(Location annotation dataset excerpts)

▼

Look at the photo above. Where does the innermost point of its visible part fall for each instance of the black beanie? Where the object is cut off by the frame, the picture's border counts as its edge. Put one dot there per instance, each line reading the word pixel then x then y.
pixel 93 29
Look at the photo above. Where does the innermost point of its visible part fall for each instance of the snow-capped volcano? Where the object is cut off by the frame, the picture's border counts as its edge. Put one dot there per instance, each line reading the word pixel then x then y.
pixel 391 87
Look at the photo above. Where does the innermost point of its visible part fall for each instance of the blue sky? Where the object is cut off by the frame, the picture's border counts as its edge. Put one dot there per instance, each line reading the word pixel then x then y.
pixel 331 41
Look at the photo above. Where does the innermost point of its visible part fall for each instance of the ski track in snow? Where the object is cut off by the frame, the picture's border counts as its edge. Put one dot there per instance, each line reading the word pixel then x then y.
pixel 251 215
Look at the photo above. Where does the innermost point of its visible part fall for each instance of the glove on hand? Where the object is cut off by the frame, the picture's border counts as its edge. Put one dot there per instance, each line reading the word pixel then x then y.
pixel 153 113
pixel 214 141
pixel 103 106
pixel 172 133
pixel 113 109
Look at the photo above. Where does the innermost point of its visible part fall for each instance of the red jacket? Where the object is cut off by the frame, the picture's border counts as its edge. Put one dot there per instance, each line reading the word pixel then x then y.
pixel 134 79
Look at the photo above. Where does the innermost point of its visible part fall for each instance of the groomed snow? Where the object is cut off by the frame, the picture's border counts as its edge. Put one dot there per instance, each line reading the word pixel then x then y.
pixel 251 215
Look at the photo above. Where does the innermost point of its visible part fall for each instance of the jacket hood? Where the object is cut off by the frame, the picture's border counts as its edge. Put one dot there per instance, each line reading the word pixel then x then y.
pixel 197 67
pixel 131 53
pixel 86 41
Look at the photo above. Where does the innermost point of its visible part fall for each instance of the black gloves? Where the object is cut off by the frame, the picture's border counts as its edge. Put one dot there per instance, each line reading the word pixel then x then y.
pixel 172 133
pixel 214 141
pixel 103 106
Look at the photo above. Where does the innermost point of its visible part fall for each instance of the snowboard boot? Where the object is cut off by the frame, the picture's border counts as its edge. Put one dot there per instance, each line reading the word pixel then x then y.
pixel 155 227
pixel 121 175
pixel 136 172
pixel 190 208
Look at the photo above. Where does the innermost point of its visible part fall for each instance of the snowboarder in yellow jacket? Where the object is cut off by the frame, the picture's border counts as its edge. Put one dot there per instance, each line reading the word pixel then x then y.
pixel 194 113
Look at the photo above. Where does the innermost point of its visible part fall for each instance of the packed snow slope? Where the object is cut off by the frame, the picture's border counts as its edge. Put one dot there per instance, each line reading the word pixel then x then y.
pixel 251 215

▲

Convert every row above into a two-column CSV with the header "instruction,response". Each row becomes one line, with its text and its answer each in a single quoted field and all line breaks replaced by spaces.

instruction,response
"Look at the photo above. Where does the innermost point of its visible part fall for each instance of the black beanie? Where the object is cut off by the frame, the picture's border counts as its edge. Put one dot there per instance, each line reading the word pixel then x then y.","pixel 93 29"
"Look at the photo above. Where does the innermost point of its visible part fall for each instance of the snow-capped volcano? Where the object is cut off by the frame, the picture's border counts as its edge. Put one dot there per instance, each line reading the word pixel then x then y.","pixel 391 87"
"Look at the photo above. Where does the innermost point of its visible part fall for each instance of the blue sky? Where the object is cut off by the frame, the picture's border counts as its edge. Put one dot there per instance, each line reading the word pixel then x then y.","pixel 331 41"
"Look at the photo above. Where does the innermost point of its visible part fall for each instance of the ski track in snow? Where the object is cut off by the frame, the picture's border counts as its edge. Put one dot there per instance, each line reading the word pixel then x then y.","pixel 251 215"
"Look at the photo above. Where does the innermost point of its visible part fall for each instance of the glove on hand? Where the object is cut off by the frame, the picture's border counts as its edge. Put one dot there per instance, each line reading the word pixel then x then y.","pixel 153 113 pixel 214 141 pixel 103 106 pixel 172 133 pixel 113 109"
"Look at the photo above. Where does the innermost point of its visible part fall for each instance of the red jacket? Where the object is cut off by the frame, the picture's border counts as its edge. Put one dot there per instance, each line reading the word pixel then x then y.","pixel 134 79"
"Look at the photo above. Where does the innermost point of its visible part fall for each instance of the groomed snow? Where the object is cut off by the frame, the picture's border counts as its edge. Put one dot there per instance, each line reading the word pixel then x then y.","pixel 251 215"
"Look at the photo above. Where does the innermost point of its visible part fall for each instance of the jacket hood? Where the object is cut off by the frame, the picture's border counts as its edge. Put one dot there per instance, each line reading the word pixel then x then y.","pixel 197 67 pixel 131 53 pixel 86 41"
"Look at the photo above. Where does the innermost point of its visible part fall for each instance of the black gloves? Where the object is cut off by the frame, the picture's border counts as its edge. Put one dot there per instance, each line reading the word pixel then x then y.","pixel 172 133 pixel 214 141 pixel 103 106"
"Look at the photo above. Where does the innermost point of its visible part fall for each instance of the snowboard boot? Where the object is cut off by the frame, the picture's border counts as its edge. Put one dot there per instance, each line reading the word pixel then x then y.","pixel 155 227 pixel 121 175 pixel 136 172 pixel 190 208"
"Look at the photo above. Where does the innermost point of its visible part fall for each instance of the snowboarder in yellow jacket? Where the object is cut off by the frame, the picture's border counts as its edge. Put one dot there per instance, each line reading the word pixel then x then y.","pixel 194 113"
"Look at the photo above. Where does the innermost point of its visible part fall for each instance of the packed snow slope? Where the object is cut off by the frame, the picture's border counts as its edge. Put one dot there per instance, each line reading the word pixel then x then y.","pixel 251 215"